═══ Records for this task

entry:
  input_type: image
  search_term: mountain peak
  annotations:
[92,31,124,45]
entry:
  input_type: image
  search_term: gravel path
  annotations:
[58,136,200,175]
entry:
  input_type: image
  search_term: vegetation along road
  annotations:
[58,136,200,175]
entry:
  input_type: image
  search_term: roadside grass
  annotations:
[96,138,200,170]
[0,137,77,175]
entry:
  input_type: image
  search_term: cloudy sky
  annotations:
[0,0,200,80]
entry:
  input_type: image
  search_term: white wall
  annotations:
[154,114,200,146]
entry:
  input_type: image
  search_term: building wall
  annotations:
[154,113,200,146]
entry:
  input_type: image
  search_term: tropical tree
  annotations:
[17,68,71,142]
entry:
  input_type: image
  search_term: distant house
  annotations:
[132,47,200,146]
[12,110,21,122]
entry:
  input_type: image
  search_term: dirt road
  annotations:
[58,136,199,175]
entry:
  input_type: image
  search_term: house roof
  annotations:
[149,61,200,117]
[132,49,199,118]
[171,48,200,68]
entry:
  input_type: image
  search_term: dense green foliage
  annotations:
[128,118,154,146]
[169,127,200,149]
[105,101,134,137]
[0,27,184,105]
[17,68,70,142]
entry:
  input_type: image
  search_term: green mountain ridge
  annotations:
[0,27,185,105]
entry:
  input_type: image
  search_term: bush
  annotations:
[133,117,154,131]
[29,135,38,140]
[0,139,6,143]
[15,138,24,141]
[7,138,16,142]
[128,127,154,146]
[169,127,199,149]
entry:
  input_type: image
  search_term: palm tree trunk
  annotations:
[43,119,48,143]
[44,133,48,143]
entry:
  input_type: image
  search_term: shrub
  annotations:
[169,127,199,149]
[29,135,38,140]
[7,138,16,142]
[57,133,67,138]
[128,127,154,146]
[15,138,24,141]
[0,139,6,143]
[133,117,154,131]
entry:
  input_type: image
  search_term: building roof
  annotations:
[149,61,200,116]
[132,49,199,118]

══════
═══ Records for this task

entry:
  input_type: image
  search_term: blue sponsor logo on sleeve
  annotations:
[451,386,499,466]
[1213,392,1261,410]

══════

▶ **Problem to solve**
Count how many lines of the records include the word "green", and reply with that number alone.

▶ **Right answer**
2